Input:
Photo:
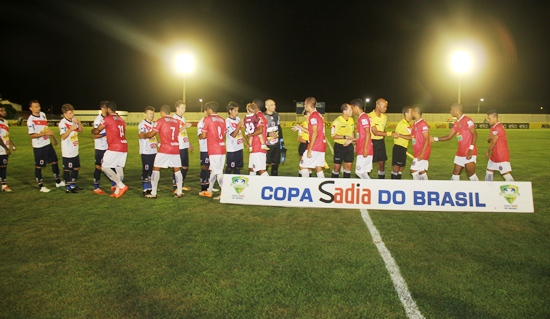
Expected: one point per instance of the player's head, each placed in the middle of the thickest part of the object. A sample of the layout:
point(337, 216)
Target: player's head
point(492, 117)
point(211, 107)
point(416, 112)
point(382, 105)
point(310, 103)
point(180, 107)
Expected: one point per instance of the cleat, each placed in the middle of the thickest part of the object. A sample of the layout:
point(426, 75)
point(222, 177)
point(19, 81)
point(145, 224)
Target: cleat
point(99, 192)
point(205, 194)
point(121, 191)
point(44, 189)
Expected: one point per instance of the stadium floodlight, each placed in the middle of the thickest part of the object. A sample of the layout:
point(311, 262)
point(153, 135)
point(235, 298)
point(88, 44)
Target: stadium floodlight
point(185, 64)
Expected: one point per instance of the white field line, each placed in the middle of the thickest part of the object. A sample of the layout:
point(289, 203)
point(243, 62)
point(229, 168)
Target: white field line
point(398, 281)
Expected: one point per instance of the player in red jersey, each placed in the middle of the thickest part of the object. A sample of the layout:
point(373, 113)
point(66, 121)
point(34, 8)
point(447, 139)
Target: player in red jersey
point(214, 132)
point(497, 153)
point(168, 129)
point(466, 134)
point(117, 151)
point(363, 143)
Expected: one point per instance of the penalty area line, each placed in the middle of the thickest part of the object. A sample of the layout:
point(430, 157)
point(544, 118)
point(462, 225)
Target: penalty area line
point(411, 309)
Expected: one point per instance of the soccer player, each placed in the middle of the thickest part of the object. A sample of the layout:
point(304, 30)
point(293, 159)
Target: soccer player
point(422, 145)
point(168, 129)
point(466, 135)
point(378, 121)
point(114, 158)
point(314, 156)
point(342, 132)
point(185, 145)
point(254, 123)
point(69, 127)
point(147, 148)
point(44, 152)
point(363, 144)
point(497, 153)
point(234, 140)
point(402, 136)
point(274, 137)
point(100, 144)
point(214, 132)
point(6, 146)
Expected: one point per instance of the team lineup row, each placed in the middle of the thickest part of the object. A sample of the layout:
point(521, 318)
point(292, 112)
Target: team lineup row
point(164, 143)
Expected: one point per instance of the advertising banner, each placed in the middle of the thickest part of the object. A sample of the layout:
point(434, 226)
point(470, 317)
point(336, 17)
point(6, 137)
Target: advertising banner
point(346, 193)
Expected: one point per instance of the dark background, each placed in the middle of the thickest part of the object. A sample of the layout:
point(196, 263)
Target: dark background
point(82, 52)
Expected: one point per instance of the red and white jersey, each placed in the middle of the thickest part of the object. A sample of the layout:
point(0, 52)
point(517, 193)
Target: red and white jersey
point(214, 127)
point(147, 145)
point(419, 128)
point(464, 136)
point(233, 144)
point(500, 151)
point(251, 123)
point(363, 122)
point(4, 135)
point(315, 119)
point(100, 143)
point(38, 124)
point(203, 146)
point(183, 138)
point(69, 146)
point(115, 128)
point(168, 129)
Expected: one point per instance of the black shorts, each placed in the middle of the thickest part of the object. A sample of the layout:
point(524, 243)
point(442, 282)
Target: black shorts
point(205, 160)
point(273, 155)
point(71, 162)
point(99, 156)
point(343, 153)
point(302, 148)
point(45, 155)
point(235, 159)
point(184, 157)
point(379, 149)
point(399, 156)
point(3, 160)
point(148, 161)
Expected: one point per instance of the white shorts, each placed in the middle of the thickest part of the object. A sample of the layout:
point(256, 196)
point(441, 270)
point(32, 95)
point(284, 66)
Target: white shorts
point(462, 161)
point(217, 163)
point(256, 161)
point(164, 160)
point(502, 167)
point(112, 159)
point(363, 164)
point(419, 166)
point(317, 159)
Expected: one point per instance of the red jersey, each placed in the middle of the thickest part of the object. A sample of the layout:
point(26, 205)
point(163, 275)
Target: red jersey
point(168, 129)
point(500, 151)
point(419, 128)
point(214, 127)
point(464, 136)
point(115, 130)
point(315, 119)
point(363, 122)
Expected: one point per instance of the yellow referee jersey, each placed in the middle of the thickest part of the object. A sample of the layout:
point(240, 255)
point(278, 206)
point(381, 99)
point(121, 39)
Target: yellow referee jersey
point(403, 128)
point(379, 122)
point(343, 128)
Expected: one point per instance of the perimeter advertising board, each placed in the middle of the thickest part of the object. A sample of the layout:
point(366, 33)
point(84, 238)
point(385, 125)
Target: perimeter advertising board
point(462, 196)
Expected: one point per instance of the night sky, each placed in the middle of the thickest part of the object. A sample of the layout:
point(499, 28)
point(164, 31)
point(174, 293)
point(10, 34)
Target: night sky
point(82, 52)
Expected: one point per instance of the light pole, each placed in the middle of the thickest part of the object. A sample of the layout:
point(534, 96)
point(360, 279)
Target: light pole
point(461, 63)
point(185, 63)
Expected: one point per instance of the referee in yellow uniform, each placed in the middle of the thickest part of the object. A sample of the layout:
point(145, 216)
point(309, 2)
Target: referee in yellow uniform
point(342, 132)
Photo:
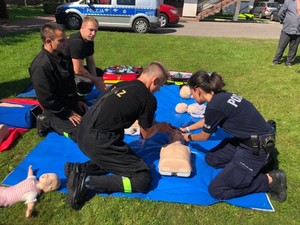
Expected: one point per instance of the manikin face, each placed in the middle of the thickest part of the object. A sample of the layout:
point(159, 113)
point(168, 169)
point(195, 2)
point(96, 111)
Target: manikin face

Work required:
Copy every line above character for character, leaving the pictures out of your copy.

Task answer:
Photo:
Expected: one point per instance of the player's head, each placed in the middle of the thickest part of the object. A sample of the layout:
point(337, 216)
Target: player's head
point(492, 117)
point(211, 107)
point(416, 112)
point(382, 105)
point(310, 103)
point(180, 107)
Expected: one point per instance of the cleat, each placed in the middle of the thickest part of the object. A sample of the layout:
point(426, 75)
point(222, 177)
point(19, 81)
point(145, 224)
Target: cleat
point(99, 192)
point(205, 194)
point(121, 191)
point(44, 189)
Expected: one point per instance of the stadium floodlight, each placed in the middle of the thickest part of the object. A sample of the layout:
point(311, 262)
point(153, 135)
point(235, 298)
point(88, 44)
Target: stadium floodlight
point(185, 64)
Expected: one point per instance of the white field line, each placed in the middle of the thickest part of the object. A sample of the layout:
point(289, 203)
point(243, 62)
point(229, 168)
Target: white field line
point(398, 281)
Expected: one point per instance of the player in red jersey, each placed in the middle of the thickest part of the object. A sample of the layout:
point(373, 113)
point(66, 121)
point(34, 8)
point(447, 139)
Target: player in red jersey
point(214, 132)
point(497, 153)
point(168, 129)
point(466, 134)
point(117, 151)
point(363, 143)
Expected: one point per instance of the penalty area line, each placed in the middle of the thickest part of the object. A sample of the layout:
point(430, 157)
point(544, 118)
point(462, 225)
Target: penalty area line
point(411, 309)
Expected: one point per instance of the soccer player, each placed in the middle of the thickest part of the object. A sample of the layout:
point(304, 30)
point(293, 159)
Target: soccer player
point(422, 145)
point(168, 129)
point(466, 135)
point(378, 121)
point(114, 158)
point(314, 156)
point(342, 132)
point(185, 145)
point(254, 123)
point(69, 127)
point(147, 148)
point(44, 152)
point(363, 144)
point(497, 153)
point(234, 140)
point(402, 136)
point(274, 137)
point(100, 144)
point(214, 132)
point(6, 146)
Expected: one point per instance of the team lineup row, each placed in the middle of the thickest part of the object. A sample of the layout:
point(521, 318)
point(292, 112)
Target: team lineup row
point(164, 143)
Expected: one point per instance of the advertising banner, each placed in the middle of the thickest part of the object. A sample of the layout:
point(434, 226)
point(470, 317)
point(336, 17)
point(6, 137)
Target: advertising banner
point(346, 193)
Expected: one point per instance of the dark background, each placed in the middle of the thickest part of the object. A sample of the layout:
point(196, 263)
Target: dark background
point(82, 52)
Expected: one point per instance of the red and white jersey, each placed in the middle of the thickest part of the object. A sample of the layout:
point(0, 52)
point(517, 193)
Target: red and white jersey
point(214, 127)
point(147, 145)
point(419, 128)
point(464, 136)
point(233, 144)
point(500, 151)
point(251, 123)
point(363, 122)
point(4, 135)
point(315, 119)
point(100, 143)
point(38, 124)
point(203, 146)
point(183, 138)
point(69, 146)
point(115, 128)
point(168, 129)
Expected: one point per instance of the black shorts, each placed in the middle of the thickest part of the object. A sample of the layout:
point(524, 243)
point(442, 282)
Target: black shorts
point(205, 160)
point(273, 155)
point(71, 162)
point(99, 156)
point(343, 153)
point(302, 148)
point(45, 155)
point(235, 159)
point(184, 157)
point(379, 149)
point(399, 156)
point(3, 160)
point(148, 161)
Expected: one point per instance of the white shorts, each placed in the middle of the thickest part of the object. A sample of the layout:
point(256, 196)
point(441, 270)
point(32, 95)
point(284, 66)
Target: white shorts
point(462, 161)
point(217, 163)
point(256, 161)
point(164, 160)
point(502, 167)
point(112, 159)
point(363, 164)
point(419, 166)
point(317, 159)
Expected: one point per instance of the red jersey, each placed in the middle of the thickest part of the object. A sample of the layout:
point(26, 205)
point(163, 275)
Target: red jersey
point(168, 129)
point(500, 151)
point(419, 128)
point(214, 127)
point(464, 136)
point(115, 130)
point(315, 119)
point(363, 122)
Expected: one point per instance of the yellow referee jersey, each placed in the middle of the thickest part of the object. A sample of the layout:
point(240, 255)
point(278, 206)
point(381, 99)
point(121, 39)
Target: yellow referee jersey
point(403, 128)
point(379, 122)
point(343, 128)
Expected: one point per instance of the perimeter advertising board, each placed in the middle of the thickest part of the object. A sample of the layout:
point(366, 33)
point(84, 238)
point(385, 125)
Target: perimeter advertising board
point(462, 196)
Expected: one point per instance of the night sky, each placed in the middle of the thickest part of the object. A sample of the layout:
point(499, 28)
point(164, 31)
point(174, 293)
point(10, 34)
Target: night sky
point(82, 52)
Expected: one point per instance of the light pole, each placed in the middle of the thickest part of the object. A sample of the layout:
point(534, 96)
point(360, 279)
Target: light pole
point(461, 63)
point(185, 63)
Expected: one point per instance of the referee in yellow uniform, each placed in the middle of the thickest part of the object. A sample of the layout:
point(145, 216)
point(309, 2)
Target: referee in yellow uniform
point(342, 132)
Photo:
Expected: one point per instance of the manikin face, each placed in the middle of the thickest part of the object. A sample of the layout:
point(159, 113)
point(168, 169)
point(195, 2)
point(96, 111)
Target: manikin face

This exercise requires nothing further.